Consigne A ->
D'après le texte sur l'avortement en Belgique en 1960, quelles femmes pouvaient se faire avorter sans risquer de poursuites ?
Consigne B ->
Rédigez la suite du texte sur l'avortement en Belgique en 1960, à partir de sa dernière phrase.

Extrait présenté ->
■ ■ ■
En 1960, l’avortement était déjà possible en Belgique… si le père était africain

Temps de lecture : 4 minutes Crédit photo :

Image par H. Hach de Pixabay

Auteur⸱e
Noëlle Michel
Traducteur⸱trice Noëlle Michel

Trente ans avant que la Belgique n’autorise l’avortement, gouvernement et parquets ont pourtant admis une exception : les femmes belges rentrées au pays après la proclamation d’indépendance du Congo pouvaient se faire avorter sans risquer de poursuites, car « l’arrivée d’un mulâtre était pire que le curetage ». C’est ce qui ressort de documents d’archives récemment exhumés.
■ ■ ■
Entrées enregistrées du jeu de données
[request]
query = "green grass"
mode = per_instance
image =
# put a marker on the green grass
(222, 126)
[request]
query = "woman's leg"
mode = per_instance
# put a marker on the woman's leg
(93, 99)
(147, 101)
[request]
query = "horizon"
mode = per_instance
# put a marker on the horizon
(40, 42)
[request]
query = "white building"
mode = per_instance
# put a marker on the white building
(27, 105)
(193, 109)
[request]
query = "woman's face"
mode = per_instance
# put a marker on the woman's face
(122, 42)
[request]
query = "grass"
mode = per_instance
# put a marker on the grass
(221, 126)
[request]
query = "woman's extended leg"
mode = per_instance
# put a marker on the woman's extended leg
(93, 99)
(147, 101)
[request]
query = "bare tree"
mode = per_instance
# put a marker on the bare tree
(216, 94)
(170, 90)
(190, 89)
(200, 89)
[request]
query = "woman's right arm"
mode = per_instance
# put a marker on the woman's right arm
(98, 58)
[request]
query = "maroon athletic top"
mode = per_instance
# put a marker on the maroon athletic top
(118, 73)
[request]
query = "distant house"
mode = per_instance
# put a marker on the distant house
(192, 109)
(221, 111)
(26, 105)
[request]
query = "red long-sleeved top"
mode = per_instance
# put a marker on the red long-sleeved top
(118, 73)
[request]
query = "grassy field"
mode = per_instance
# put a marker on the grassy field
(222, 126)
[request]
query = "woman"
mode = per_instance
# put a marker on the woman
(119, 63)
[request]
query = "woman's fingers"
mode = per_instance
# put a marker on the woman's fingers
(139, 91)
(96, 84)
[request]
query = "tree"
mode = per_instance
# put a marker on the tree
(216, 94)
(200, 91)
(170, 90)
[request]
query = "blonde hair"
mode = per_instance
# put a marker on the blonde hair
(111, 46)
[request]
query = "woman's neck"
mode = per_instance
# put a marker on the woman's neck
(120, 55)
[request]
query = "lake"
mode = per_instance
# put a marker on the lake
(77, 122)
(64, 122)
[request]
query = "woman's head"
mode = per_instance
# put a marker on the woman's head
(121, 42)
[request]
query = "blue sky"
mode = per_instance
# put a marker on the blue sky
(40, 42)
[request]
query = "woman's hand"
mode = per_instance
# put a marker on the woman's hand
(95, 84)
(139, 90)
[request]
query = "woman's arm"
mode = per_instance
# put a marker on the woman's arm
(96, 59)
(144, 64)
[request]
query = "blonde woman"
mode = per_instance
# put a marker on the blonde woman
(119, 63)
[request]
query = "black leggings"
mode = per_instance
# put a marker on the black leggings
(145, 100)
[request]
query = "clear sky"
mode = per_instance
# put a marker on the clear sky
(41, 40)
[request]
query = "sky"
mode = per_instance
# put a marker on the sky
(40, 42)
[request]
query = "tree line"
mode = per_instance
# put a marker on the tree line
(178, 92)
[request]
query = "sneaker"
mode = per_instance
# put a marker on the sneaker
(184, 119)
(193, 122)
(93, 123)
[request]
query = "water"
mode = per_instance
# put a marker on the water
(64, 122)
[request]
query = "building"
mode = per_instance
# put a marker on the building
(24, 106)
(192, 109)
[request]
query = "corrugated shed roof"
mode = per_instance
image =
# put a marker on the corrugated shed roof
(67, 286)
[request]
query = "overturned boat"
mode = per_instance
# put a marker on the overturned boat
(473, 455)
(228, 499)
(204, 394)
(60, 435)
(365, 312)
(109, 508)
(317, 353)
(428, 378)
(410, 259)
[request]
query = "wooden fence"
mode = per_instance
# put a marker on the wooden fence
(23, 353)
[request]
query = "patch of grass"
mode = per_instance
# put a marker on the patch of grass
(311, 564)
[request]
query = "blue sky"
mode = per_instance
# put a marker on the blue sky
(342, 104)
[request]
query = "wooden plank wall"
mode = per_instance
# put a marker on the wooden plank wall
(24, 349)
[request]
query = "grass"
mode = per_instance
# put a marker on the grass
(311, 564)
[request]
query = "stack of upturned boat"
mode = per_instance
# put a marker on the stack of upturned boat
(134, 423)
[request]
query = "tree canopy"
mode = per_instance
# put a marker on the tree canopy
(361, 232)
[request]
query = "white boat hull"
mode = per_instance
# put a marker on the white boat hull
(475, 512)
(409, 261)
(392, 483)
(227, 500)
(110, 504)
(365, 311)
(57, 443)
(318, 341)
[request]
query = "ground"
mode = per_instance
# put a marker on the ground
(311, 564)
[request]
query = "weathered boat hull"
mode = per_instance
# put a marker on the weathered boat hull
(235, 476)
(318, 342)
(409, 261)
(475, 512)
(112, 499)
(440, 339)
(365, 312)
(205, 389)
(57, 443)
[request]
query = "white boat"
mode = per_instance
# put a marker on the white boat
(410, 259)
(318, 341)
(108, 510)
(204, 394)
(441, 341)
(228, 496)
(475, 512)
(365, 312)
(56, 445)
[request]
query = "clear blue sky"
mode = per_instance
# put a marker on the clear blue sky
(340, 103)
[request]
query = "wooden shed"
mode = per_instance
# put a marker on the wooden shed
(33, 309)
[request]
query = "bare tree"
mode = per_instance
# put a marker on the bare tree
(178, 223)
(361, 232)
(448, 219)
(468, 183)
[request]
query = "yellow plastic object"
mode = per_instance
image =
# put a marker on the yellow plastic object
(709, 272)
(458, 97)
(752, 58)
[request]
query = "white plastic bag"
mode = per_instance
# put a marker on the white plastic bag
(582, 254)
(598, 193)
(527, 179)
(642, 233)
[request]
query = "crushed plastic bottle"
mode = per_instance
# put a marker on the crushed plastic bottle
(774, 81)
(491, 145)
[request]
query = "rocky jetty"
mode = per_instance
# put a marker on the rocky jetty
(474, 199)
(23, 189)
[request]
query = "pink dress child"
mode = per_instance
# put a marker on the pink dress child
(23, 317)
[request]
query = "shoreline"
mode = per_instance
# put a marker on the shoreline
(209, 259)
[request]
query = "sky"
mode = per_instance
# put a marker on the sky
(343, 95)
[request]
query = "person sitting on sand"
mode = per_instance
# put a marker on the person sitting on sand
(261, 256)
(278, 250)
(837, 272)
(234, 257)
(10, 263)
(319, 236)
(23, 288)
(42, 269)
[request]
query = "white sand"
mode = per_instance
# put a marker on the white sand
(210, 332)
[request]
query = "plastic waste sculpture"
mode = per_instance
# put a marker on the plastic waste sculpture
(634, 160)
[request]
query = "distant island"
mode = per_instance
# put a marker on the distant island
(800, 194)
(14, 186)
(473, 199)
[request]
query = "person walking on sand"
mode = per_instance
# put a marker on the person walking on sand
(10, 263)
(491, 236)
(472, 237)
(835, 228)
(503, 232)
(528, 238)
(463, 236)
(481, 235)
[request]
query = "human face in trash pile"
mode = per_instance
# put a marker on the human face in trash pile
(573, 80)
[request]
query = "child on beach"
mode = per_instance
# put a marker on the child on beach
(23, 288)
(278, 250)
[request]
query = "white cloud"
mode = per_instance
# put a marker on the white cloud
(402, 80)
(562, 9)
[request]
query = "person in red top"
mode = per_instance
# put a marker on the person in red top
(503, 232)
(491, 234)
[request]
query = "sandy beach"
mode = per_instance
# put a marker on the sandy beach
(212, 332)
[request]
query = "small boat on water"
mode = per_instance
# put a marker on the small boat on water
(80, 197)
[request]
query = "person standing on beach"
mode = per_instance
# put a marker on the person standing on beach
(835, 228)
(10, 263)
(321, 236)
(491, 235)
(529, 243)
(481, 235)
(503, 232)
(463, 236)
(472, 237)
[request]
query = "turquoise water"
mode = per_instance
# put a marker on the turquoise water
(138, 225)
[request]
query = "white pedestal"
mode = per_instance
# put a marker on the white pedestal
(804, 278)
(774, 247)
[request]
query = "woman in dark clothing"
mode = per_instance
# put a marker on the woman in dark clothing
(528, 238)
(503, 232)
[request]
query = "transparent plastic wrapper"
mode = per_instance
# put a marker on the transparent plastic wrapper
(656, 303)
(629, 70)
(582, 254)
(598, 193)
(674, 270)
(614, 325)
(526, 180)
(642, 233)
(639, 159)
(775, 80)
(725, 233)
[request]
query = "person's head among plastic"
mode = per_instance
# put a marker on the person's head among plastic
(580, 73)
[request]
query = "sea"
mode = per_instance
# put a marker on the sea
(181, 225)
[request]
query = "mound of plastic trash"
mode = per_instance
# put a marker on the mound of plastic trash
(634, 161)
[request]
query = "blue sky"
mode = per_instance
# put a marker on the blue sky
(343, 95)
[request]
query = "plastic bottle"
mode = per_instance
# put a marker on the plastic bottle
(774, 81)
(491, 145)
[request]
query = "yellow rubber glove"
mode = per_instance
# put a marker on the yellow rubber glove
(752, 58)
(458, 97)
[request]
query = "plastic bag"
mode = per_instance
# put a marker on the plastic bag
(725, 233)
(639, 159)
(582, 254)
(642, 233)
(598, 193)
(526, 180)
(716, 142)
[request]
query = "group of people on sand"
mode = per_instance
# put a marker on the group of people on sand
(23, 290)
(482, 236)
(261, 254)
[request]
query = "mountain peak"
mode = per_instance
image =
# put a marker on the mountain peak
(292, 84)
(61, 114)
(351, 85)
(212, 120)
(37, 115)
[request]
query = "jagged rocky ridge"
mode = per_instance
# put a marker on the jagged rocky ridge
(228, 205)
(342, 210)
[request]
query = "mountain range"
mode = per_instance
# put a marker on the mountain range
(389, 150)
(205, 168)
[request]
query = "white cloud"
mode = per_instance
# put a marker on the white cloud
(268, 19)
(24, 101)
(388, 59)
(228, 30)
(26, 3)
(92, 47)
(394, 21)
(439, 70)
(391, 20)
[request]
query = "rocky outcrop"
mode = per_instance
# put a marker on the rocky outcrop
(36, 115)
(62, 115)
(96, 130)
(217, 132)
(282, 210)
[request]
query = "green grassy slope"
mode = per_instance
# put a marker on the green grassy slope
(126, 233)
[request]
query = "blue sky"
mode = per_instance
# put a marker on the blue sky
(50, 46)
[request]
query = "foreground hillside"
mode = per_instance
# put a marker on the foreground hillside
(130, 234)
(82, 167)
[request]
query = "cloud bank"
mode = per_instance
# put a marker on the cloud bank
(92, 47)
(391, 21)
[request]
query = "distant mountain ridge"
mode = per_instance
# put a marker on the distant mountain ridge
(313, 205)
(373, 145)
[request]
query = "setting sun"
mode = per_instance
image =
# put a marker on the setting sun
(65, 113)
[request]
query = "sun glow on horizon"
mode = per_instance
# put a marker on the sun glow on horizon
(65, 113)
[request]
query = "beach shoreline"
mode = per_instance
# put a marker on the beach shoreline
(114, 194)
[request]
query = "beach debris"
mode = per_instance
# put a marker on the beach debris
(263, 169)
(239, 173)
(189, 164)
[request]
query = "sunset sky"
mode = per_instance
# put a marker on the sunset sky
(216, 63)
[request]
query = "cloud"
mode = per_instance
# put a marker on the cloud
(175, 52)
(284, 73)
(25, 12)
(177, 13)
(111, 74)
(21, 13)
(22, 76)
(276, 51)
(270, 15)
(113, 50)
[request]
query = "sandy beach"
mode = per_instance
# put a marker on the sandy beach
■ ■ ■
Réponse A ->
Les femmes belges rentrées au pays après la proclamation d'indépendance du Congo.

Réponse B ->
Pour la première fois, des documents montrent comment, en juillet 1960 et dans le plus grand des secrets, l’État belge a rendu possible l’avortement de femmes qui revenaient de l’ancienne colonie et attendaient un enfant métis, conçu avec un homme africain. Pourtant, en Belgique, toute interruption de grossesse est restée passible d’une peine jusqu’en 1990.

Les ministres démocrates-chrétiens belges se sont entendus avec les parquets à ce sujet, en soulignant que toute communication sur ce point devait se faire de vive voix, « compte tenu de la nature délicate de cette affaire ». Si cette information confidentielle fait parler d’elle aujourd’hui malgré ces précautions, c’est en raison de deux documents issus des archives du Premier ministre chrétien-démocrate de l’époque, Gaston Eyskens, qui ont été exhumés par l’historien belge Frank Gerits (université d’Utrecht).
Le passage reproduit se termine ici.